### Instrucción 1
Traduce al inglés esta oración del texto sobre Michael Jackson: "Pero en aquella carcasa vacía, añorante de la nada, anidó en otro tiempo el genio; en aquella sombra desahuciada habitó ese soplo divino que llena de belleza el mundo; y, en su caso, sopló tanto que acabó calcinándolo."

**** Fragmento seleccionado ****

Minotauro prisionero en un laberinto de rarezas, inquilino de túneles sonámbulos donde crece sigiloso el moho de las aberraciones, ogro desvalido y traumatizado por el recuerdo de una infancia atroz, Michael Jackson tenía el aire desvencijado de los hombres que han dejado de serlo hace mucho tiempo. Había en su mirada, que era la única circunstancia de su rostro en la que aún palpitaba -aterida de dolor y perplejidad- la vida, una petición de clemencia, una nostalgia anticipada del ataúd, un deseo lastimado de desvanecerse para ser plenamente esqueleto, para fosforescer bajo tierra y beber en el río de lotos del olvido. Y, a la espera de ese fin tan ansiado, las termitas de la locura lo iban minando poco a poco, lo iban vaciando de músicas, le iban blanqueando la calavera, hasta asemejarlo a una pálida radiografía, a un espantapájaros que acabase de salir de la sastrería con la mortaja puesta.
Era la imagen fantasmal del naufragio, de ese miedo frío que acampa en los corazones que han dejado de latir, de esa soledad oceánica que queda en los cuerpos cuando se han vaciado de alma. Era la imagen de un hombre dimitido de su piel, dimitido de sus sueños, dimitido de sí mismo, un mascarón de hombre que había perdido las ganas de seguir respirando, las ganas de seguir arrastrando sangre en las venas, las ganas de cortarse las venas para vaciarse de sangre, las ganas de sentir curiosidad o zozobra, tedio o esperanza. Pero en aquella carcasa vacía, añorante de la nada, anidó en otro tiempo el genio; en aquella sombra desahuciada habitó ese soplo divino que llena de belleza el mundo; y, en su caso, sopló tanto que acabó calcinándolo.

**** Información extraída ****

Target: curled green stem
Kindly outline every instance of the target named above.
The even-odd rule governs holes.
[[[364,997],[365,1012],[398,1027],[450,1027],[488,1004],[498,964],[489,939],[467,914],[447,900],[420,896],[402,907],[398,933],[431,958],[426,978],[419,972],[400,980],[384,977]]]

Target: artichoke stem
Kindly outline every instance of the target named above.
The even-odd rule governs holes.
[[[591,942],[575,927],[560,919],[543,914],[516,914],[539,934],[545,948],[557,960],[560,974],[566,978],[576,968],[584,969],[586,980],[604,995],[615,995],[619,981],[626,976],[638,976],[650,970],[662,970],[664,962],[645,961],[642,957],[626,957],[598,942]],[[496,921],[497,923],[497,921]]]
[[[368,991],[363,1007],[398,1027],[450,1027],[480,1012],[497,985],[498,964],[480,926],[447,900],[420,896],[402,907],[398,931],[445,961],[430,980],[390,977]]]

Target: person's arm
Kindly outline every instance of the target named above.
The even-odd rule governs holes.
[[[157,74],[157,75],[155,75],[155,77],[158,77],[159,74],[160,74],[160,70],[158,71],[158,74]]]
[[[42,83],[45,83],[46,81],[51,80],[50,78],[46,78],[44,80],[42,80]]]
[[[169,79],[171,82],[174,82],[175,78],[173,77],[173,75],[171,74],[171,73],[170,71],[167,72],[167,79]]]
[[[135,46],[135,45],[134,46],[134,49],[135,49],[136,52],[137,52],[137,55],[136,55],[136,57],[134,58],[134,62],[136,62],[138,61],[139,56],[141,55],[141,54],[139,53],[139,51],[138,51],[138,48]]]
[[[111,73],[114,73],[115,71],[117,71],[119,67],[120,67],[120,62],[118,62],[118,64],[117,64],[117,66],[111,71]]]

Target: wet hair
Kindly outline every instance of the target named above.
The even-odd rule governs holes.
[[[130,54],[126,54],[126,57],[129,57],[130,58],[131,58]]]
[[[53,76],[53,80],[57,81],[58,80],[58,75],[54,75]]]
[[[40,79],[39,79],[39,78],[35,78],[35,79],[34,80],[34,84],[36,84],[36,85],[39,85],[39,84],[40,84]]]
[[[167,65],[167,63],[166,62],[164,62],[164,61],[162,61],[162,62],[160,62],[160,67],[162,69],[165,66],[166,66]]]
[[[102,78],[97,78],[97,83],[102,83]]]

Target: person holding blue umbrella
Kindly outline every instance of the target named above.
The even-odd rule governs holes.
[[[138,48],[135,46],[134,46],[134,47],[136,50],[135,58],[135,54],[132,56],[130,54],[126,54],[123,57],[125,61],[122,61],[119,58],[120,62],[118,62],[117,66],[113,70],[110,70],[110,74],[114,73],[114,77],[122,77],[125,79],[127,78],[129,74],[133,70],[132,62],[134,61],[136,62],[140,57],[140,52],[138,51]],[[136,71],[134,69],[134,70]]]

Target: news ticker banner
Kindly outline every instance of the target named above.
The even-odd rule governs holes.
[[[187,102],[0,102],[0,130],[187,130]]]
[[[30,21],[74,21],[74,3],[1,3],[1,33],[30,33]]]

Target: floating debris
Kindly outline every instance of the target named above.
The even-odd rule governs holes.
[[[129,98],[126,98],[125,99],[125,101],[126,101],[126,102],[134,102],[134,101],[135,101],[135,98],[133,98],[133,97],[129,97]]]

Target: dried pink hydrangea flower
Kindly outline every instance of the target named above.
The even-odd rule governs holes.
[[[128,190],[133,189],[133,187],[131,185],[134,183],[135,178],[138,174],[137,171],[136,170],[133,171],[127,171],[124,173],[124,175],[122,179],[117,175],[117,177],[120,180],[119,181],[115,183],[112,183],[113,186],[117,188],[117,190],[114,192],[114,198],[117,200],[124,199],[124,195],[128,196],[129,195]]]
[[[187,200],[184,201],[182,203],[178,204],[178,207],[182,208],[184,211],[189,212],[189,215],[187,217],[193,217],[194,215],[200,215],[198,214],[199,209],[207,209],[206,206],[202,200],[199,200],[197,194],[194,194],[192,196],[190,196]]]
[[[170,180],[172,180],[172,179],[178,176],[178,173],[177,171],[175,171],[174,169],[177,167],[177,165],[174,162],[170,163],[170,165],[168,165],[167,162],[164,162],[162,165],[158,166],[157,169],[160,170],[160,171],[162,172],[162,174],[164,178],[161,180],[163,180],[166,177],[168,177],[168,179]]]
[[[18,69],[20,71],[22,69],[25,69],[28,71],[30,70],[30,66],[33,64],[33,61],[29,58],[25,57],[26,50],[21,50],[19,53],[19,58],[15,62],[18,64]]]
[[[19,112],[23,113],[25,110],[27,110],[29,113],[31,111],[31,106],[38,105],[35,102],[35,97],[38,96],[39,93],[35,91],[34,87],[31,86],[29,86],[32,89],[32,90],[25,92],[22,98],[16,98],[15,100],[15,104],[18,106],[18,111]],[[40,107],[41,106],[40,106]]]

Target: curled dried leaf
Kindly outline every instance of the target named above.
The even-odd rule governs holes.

****

### Instrucción 2
Reproduce sin cambios las líneas de las filas desde la que contiene "Target: curled dried leaf" hasta la última de las filas, ambas incluidas.

### Respuesta escrita 1
But in that empty shell, longing for nothingness, genius once nested; in that forsaken shadow dwelt the divine breath that fills the world with beauty; and, in his case, it blew so hard that it ended up burning him to ashes.

### Respuesta escrita 2
Target: curled dried leaf
Kindly outline every instance of the target named above.
The even-odd rule governs holes.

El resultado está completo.